Point localization data:
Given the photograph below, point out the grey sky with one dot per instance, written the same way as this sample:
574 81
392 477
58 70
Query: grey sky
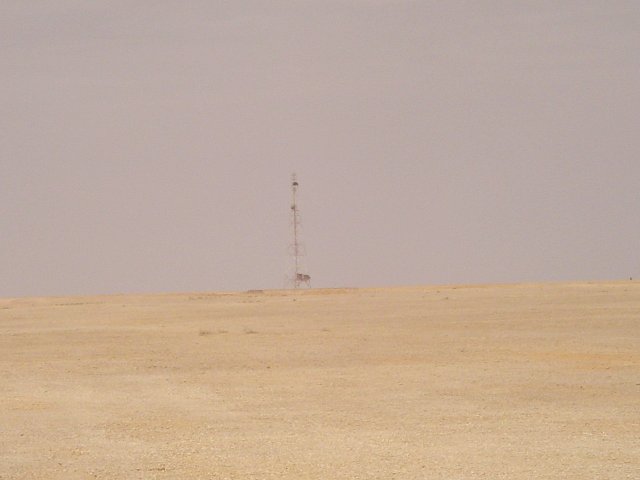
147 145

### Description of the task
Copy every entry above exactly as it stands, but leave the pictures out.

### Output below
Given the photograph below, point out the grey sky with one dot per instance, written the same way as this sample:
574 81
392 477
58 70
Query: grey sky
147 145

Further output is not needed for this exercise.